*TEXT PROVIDED*
###

  • BethClark
    BethClark, February 3,  2019  10:24am EST

    In my opinion, anyone who has a significant medical problem that wacks out their life--whether aFib or anything else--is a good candidate for depression. My experience as been that as the impact of my medical problems lessened, and I was able to get back to normal life, I was able crawl back out of the depression. Until then I was drinking lots of tea (with caffine until my aFib diagnosis) and was on anti-depressants but was still depressed. It's pretty hard to feel good about your life when you don't feel well.

  • Patio7
    Patio7, February 3,  2019  10:40am EST

    Good point Beth. I think the lack of control one experiences with any long term illness/ condition  leads to depression. I just read a medical study that claims as elders begin to have sleep issues they feel lack of control over their lives and experience more depression. Another good reason to do whatever one can to get a good night’s sleep. So many factors!

  • MellanieSAF
    MellanieSAF, February 4,  2019  10:02am EST

    We are typically told by our doctors to avoid caffeine because it triggers afib, but many, many people find that caffeine is unrelated to their afib and not an issue.
###
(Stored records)

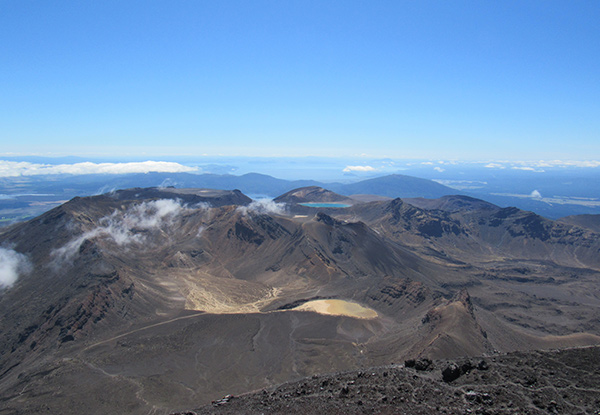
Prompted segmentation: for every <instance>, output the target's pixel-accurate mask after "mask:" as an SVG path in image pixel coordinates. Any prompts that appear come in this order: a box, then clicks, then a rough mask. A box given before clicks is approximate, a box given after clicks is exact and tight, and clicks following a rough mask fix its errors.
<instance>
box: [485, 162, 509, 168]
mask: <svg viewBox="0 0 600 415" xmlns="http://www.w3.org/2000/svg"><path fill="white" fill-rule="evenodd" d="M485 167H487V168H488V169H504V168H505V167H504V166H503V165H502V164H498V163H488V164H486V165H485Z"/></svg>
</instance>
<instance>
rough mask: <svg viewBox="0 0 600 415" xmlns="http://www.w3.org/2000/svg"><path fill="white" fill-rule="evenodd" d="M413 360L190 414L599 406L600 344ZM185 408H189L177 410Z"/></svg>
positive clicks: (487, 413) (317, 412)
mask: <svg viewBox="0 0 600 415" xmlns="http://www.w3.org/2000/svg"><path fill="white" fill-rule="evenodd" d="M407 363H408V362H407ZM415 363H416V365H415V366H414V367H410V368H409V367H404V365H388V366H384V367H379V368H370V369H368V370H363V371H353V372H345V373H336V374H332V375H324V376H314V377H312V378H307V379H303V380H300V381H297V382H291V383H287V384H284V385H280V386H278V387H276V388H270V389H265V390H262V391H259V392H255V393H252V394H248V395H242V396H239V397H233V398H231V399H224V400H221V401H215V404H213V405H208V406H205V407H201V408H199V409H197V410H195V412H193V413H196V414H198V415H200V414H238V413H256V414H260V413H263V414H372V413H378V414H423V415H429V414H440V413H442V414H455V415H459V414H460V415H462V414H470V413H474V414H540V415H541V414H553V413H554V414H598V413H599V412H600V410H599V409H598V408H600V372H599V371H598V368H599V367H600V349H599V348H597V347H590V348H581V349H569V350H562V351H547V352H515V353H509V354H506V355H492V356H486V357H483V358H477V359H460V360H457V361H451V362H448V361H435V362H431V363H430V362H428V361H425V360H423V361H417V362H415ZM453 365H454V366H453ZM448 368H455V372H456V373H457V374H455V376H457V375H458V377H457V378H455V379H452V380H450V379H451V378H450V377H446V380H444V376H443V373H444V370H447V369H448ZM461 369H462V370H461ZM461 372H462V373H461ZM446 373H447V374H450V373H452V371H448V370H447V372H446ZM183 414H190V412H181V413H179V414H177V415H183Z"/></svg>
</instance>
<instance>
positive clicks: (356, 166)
###
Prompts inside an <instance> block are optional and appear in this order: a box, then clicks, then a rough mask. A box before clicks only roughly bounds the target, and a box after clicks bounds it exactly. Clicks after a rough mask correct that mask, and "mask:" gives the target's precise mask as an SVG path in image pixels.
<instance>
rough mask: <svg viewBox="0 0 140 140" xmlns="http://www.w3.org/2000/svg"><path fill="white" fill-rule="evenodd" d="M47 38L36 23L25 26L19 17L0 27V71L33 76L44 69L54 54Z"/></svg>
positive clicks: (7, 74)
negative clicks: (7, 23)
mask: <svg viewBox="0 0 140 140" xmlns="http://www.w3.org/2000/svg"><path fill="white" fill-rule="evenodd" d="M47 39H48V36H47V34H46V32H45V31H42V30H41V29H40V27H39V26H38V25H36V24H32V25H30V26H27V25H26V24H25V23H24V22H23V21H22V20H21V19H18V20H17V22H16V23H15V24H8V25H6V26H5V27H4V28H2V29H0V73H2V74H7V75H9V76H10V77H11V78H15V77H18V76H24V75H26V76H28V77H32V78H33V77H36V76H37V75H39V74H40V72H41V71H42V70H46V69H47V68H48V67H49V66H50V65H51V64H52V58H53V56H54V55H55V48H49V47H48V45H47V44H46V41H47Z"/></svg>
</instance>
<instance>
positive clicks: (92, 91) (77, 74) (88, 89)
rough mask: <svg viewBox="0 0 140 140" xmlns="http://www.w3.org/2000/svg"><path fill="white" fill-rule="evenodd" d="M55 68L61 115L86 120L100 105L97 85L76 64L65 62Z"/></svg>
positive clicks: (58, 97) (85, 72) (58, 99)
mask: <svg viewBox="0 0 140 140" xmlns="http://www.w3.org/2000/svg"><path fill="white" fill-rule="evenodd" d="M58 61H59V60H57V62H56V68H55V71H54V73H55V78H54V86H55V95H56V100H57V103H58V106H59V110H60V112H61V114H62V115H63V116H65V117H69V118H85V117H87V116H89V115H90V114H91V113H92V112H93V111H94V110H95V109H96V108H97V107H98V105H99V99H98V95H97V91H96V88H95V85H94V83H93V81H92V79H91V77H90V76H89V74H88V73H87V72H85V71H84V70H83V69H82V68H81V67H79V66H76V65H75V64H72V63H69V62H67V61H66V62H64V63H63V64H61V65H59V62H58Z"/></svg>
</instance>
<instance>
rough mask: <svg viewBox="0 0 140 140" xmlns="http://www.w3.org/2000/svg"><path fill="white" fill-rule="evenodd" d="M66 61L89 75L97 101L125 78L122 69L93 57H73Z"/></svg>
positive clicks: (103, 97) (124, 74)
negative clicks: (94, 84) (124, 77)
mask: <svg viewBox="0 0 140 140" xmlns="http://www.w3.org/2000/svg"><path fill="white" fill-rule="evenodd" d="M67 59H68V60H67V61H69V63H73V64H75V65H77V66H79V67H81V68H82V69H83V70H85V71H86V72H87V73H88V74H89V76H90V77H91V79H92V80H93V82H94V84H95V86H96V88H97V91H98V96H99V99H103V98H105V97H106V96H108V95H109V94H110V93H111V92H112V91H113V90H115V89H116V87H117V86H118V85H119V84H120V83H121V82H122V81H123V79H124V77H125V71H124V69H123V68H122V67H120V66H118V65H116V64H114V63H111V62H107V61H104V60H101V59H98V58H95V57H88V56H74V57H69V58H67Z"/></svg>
###
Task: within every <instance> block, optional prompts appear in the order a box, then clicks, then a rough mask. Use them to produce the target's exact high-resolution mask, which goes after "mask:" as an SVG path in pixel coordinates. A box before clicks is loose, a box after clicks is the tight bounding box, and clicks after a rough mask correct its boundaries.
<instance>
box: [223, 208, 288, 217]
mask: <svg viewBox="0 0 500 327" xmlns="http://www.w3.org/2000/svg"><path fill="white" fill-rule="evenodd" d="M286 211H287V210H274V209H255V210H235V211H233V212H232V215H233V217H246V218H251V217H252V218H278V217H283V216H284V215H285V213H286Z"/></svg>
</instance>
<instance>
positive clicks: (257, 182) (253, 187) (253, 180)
###
*TASK*
In the forum thread above, what did the medical study that Patio7 read claim about elders?

*YOUR RESPONSE*
As elders begin to have sleep issues, they feel a lack of control over their lives and experience more depression.